**TEXT EXCERPT**
....

Friday, October 15, 2004

Bangladesh: TATA - Business sans Border sans Nationality

[ We take the opportunity to emphatically state that the negotiations on the part of Bangladesh in seeing the projects through will call for a lot more skill and integrity than we have in the BoI, which has already set a highly questionable and prejudicial record of so-called investment-scouting junkets, as also in the related apparatuses. It is imperative that we make the best use of our comparative advantage in gas resources and perhaps coal, the latter yet to be on-stream. ]

It’s business without borders
Enayetullah Khan

Seen thus, Tata’s footprint, so to speak, in Bangladesh in steel making will be nearest to its home-turf of captive iron ore mines in Jamshedpur, again close enough to Bangladesh, ‘with capacities far in excess of its current needs’, and the latter clime providing the most critical energy inputs of Bangladesh gas, or in future or immediate prospecting of coal, as also the basic raw materials and feedstock for power and fertiliser respectively

The projected Tk 12,000 crore Tata investment in Bangladesh, coming as it does as a wish that is otherwise phrased as the Expression of Intent (EOI), is part of a Tata thrust to go global. The biggest ever likely boost in FDI, as and when it materialises, is at least on the cards despite what amounts to be a sanctioned business-cost regime in Bangladesh, and some pulls to the contrary from a section of the Indian establishment — in that order.

....

**SOURCE EXCERPT**
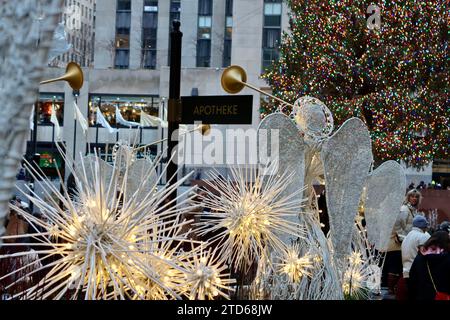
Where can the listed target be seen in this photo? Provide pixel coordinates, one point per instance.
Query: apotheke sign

....

**WRITTEN EXERCISE 1**
In the article on Tata's Bangladesh investment, what makes Bangladesh a fitting place for Tata's steel making? Answer in one to three sentences.
**WRITTEN EXERCISE 2**
From the article on Tata's Bangladesh investment, echo back the stretch from "The projected Tk" through "in that order.", word for word.

**COMPLETE OUTPUT 1**
Bangladesh is close to Tata's home turf of captive iron ore mines in Jamshedpur, which have capacities far in excess of its current needs. Bangladesh can also supply the most critical energy inputs: its gas, and possibly coal in the future.

**COMPLETE OUTPUT 2**
The projected Tk 12,000 crore Tata investment in Bangladesh, coming as it does as a wish that is otherwise phrased as the Expression of Intent (EOI), is part of a Tata thrust to go global. The biggest ever likely boost in FDI, as and when it materialises, is at least on the cards despite what amounts to be a sanctioned business-cost regime in Bangladesh, and some pulls to the contrary from a section of the Indian establishment — in that order.